Print every item below verbatim, leaving each character unchanged.
**** WORKING DATA ****
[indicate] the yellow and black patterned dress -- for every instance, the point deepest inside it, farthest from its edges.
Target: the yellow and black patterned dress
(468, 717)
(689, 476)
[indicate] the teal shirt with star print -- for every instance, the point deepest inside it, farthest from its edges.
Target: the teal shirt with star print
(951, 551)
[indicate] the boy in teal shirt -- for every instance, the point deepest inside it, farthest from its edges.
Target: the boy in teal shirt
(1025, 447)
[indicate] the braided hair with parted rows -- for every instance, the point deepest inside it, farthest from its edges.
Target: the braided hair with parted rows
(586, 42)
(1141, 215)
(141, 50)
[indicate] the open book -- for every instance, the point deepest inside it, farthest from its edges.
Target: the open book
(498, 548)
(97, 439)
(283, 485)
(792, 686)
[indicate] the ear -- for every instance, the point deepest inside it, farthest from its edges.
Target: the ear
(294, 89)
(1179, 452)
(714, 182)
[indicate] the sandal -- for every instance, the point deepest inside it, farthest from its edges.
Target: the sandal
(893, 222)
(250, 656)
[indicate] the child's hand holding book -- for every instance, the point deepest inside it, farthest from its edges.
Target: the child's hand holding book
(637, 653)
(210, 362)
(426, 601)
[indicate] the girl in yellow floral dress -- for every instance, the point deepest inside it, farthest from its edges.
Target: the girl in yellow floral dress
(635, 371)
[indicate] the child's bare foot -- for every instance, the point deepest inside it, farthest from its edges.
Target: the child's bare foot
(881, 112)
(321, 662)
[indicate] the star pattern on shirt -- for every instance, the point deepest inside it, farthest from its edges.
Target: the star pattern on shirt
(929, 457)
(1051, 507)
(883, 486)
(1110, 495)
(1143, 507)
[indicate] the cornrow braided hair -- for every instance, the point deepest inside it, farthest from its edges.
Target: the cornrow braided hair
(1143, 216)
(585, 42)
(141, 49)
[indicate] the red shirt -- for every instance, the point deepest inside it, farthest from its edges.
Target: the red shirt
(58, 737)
****
TASK RESULT =>
[indicate] the yellow and black patterned dress -- for every instance, the point deepest inside it, farthest from its edges.
Target: the yellow and black patterned dress
(468, 717)
(689, 476)
[indicate] the teal shirt with star print -- for every instance, the point deepest inside it, farthest from its edges.
Target: the teal shirt with star print
(951, 551)
[indicate] the boy in teal shirt -- for every instance, the point deepest inside it, farthest from its edges.
Target: the boy in teal shirt
(1025, 447)
[indicate] the braided hair with parted rows -- for every instance, the point deepest inside it, farthest from its edges.
Target: the braided hair with parted rows
(586, 42)
(1141, 215)
(141, 50)
[indicate] the open book -- for every instance, the point deepest inside it, farthest from its edges.
Target: the open book
(498, 548)
(97, 439)
(283, 485)
(792, 686)
[indicate] the ear -- for every instance, the point deepest inside it, farthest from its edges.
Target: the ear
(294, 89)
(1179, 452)
(714, 182)
[indicate] the sandal -- for every instance, the point deepest inside it, farthest from its edges.
Target: the sandal
(893, 222)
(250, 656)
[indicate] the child's hand holding book -- for every instance, the point deepest inside it, farthest from its edges.
Target: the child's hand holding book
(637, 653)
(210, 362)
(426, 601)
[indicate] the girl in yellow floral dress -- for every instance, the point deepest inside it, farthest from its edges.
Target: the girl in yellow floral dress
(635, 371)
[indicate] the child's bare foot -- for every instance, the point deepest inside it, farthest from its edges.
Target: the child's bare foot
(881, 112)
(321, 662)
[indicate] the star pattern on shirt -- for every instance, the point deepest inside it, farthest from its edges.
Target: the star pattern on shirt
(929, 457)
(1051, 507)
(883, 486)
(1110, 495)
(1143, 507)
[indicate] the cornrow braided hair -- for every instance, the point deepest inside it, farthest from its edges.
Target: the cornrow braided hair
(1143, 216)
(585, 42)
(141, 49)
[indicate] the red shirt -- for every instance, the point deepest inside it, farthest from its edges.
Target: the red shirt
(58, 737)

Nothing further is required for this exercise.